■ RECORDS FOR THE TASK:
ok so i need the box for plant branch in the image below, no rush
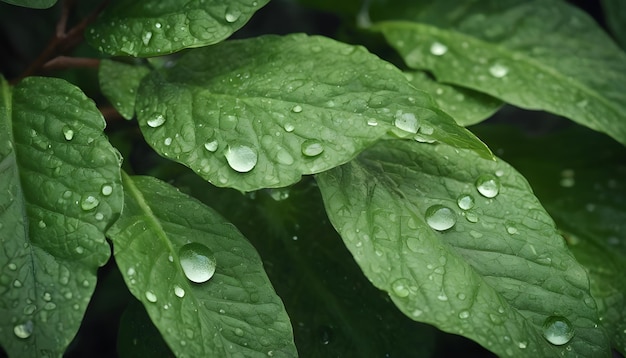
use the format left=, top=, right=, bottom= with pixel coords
left=43, top=56, right=100, bottom=71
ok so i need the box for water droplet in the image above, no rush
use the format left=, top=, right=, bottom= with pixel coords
left=225, top=144, right=257, bottom=172
left=437, top=293, right=448, bottom=301
left=225, top=9, right=241, bottom=23
left=518, top=341, right=527, bottom=349
left=430, top=42, right=448, bottom=56
left=179, top=243, right=217, bottom=283
left=301, top=140, right=324, bottom=157
left=75, top=246, right=84, bottom=254
left=234, top=328, right=244, bottom=336
left=204, top=140, right=218, bottom=152
left=425, top=205, right=456, bottom=231
left=7, top=263, right=16, bottom=270
left=283, top=123, right=295, bottom=132
left=127, top=267, right=135, bottom=276
left=394, top=111, right=419, bottom=133
left=155, top=22, right=162, bottom=29
left=506, top=223, right=518, bottom=235
left=62, top=126, right=74, bottom=141
left=142, top=31, right=153, bottom=45
left=13, top=321, right=33, bottom=339
left=80, top=195, right=99, bottom=211
left=489, top=63, right=509, bottom=78
left=147, top=114, right=165, bottom=128
left=465, top=211, right=479, bottom=223
left=391, top=278, right=411, bottom=298
left=291, top=105, right=303, bottom=113
left=456, top=194, right=475, bottom=210
left=38, top=220, right=46, bottom=228
left=174, top=285, right=185, bottom=298
left=164, top=137, right=172, bottom=146
left=145, top=291, right=157, bottom=303
left=542, top=316, right=574, bottom=345
left=459, top=310, right=470, bottom=319
left=101, top=184, right=113, bottom=196
left=367, top=119, right=378, bottom=126
left=475, top=174, right=500, bottom=198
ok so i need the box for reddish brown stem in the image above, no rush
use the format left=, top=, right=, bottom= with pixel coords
left=43, top=56, right=100, bottom=71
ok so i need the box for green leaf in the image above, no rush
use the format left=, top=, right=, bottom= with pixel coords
left=0, top=76, right=123, bottom=357
left=99, top=60, right=151, bottom=120
left=85, top=0, right=269, bottom=57
left=0, top=0, right=56, bottom=9
left=316, top=139, right=610, bottom=357
left=106, top=173, right=297, bottom=357
left=472, top=123, right=626, bottom=355
left=404, top=71, right=502, bottom=126
left=136, top=34, right=491, bottom=192
left=601, top=0, right=626, bottom=49
left=371, top=0, right=626, bottom=146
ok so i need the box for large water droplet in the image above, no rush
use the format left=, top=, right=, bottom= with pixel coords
left=457, top=194, right=475, bottom=210
left=542, top=316, right=574, bottom=345
left=430, top=42, right=448, bottom=56
left=179, top=243, right=216, bottom=283
left=475, top=174, right=500, bottom=198
left=13, top=321, right=33, bottom=339
left=394, top=112, right=419, bottom=133
left=425, top=205, right=456, bottom=231
left=147, top=114, right=166, bottom=128
left=301, top=140, right=324, bottom=157
left=225, top=144, right=257, bottom=172
left=489, top=63, right=509, bottom=78
left=391, top=278, right=411, bottom=298
left=62, top=126, right=74, bottom=141
left=80, top=195, right=99, bottom=211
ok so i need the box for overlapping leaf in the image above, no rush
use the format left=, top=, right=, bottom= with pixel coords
left=136, top=33, right=491, bottom=191
left=106, top=174, right=297, bottom=357
left=86, top=0, right=269, bottom=57
left=371, top=0, right=626, bottom=146
left=316, top=139, right=610, bottom=357
left=0, top=76, right=123, bottom=357
left=99, top=60, right=151, bottom=120
left=0, top=0, right=55, bottom=9
left=601, top=0, right=626, bottom=49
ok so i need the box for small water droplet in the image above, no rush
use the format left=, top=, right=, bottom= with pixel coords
left=147, top=114, right=166, bottom=128
left=155, top=22, right=162, bottom=29
left=75, top=246, right=84, bottom=254
left=367, top=119, right=378, bottom=126
left=80, top=195, right=99, bottom=211
left=174, top=285, right=185, bottom=298
left=38, top=220, right=46, bottom=228
left=283, top=123, right=295, bottom=132
left=425, top=205, right=456, bottom=231
left=204, top=140, right=218, bottom=152
left=437, top=293, right=448, bottom=301
left=225, top=144, right=257, bottom=172
left=142, top=31, right=153, bottom=45
left=164, top=137, right=172, bottom=146
left=475, top=174, right=500, bottom=198
left=234, top=328, right=244, bottom=336
left=13, top=321, right=33, bottom=339
left=459, top=310, right=470, bottom=319
left=518, top=341, right=527, bottom=349
left=301, top=140, right=324, bottom=157
left=430, top=42, right=448, bottom=56
left=7, top=263, right=17, bottom=270
left=145, top=291, right=157, bottom=303
left=391, top=278, right=411, bottom=298
left=179, top=243, right=217, bottom=283
left=127, top=267, right=136, bottom=276
left=542, top=316, right=574, bottom=345
left=506, top=224, right=518, bottom=235
left=456, top=194, right=475, bottom=210
left=489, top=63, right=509, bottom=78
left=225, top=9, right=241, bottom=23
left=291, top=105, right=303, bottom=113
left=62, top=126, right=74, bottom=141
left=394, top=111, right=419, bottom=133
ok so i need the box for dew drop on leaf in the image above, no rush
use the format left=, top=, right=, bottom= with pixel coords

■ WORK INSTRUCTIONS: Print only the lines from the opening line of the listing to the line containing "ok so i need the box for water", inclusive, exactly as they appear and without pictures.

■ REPLY:
ok so i need the box for plant branch in the image below, no rush
use the format left=, top=, right=, bottom= with pixel coords
left=43, top=56, right=100, bottom=71
ok so i need the box for water droplet in the image above, no rush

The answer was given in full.